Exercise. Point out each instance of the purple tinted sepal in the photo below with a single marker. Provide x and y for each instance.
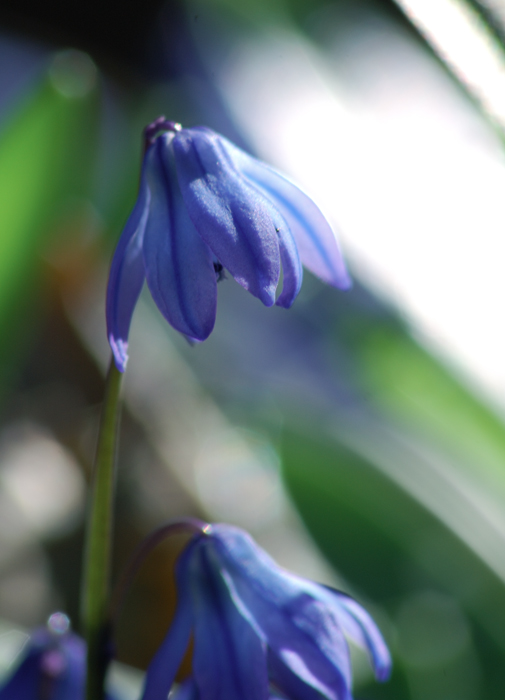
(205, 206)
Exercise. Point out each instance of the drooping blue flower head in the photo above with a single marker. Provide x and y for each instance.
(258, 631)
(52, 665)
(204, 206)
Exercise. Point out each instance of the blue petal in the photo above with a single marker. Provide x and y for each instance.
(71, 684)
(302, 632)
(316, 241)
(232, 217)
(126, 277)
(179, 265)
(292, 684)
(229, 661)
(291, 268)
(162, 670)
(360, 627)
(187, 690)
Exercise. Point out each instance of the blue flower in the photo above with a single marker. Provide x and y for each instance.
(258, 631)
(204, 206)
(52, 665)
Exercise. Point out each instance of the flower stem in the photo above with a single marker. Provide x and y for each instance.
(97, 562)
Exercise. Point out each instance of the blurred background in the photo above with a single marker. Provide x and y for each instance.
(360, 437)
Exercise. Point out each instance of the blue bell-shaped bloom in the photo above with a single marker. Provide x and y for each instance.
(258, 631)
(203, 206)
(52, 665)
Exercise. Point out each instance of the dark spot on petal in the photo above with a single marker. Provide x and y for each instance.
·····
» What you will do: Reproduce the material above word for word, from its first line through its last, omitting the pictures.

» Response:
Exercise. Point out each instance of the purple tinted sepal in the photo below with a single marker. Provide x and y for each instance.
(205, 206)
Exercise. Point out each instance of the drooping blue flower head in the photo above with a single marker. Provide x and y for each instance.
(258, 631)
(52, 665)
(204, 206)
Exercise. Point out each instance of the blue petal in the photo above with a single marker. Provide x and y for each instance.
(71, 684)
(302, 632)
(316, 241)
(232, 217)
(126, 277)
(179, 265)
(292, 684)
(229, 661)
(291, 268)
(162, 670)
(360, 627)
(187, 690)
Exercise. Point out each instance of the blue flower in the photo above with a single marker. Provide x and y for each instance.
(258, 631)
(204, 206)
(52, 665)
Exercise. Point out each instance of the flower stem in the photo above with a single marker. Provide x and y for each instance.
(97, 562)
Exercise. Point out each instance of the blurred background in the photo above with a single marker. Provide x and y for each instance.
(360, 437)
Exercise. Point out each instance of the blue bell-shaped bloom in the photo above with a single marker. Provide x and y for each instance.
(258, 631)
(203, 206)
(52, 665)
Exercise. Point out each instance of the dark spot on petal in the photo above with a single marker. Provide x and y for each instance.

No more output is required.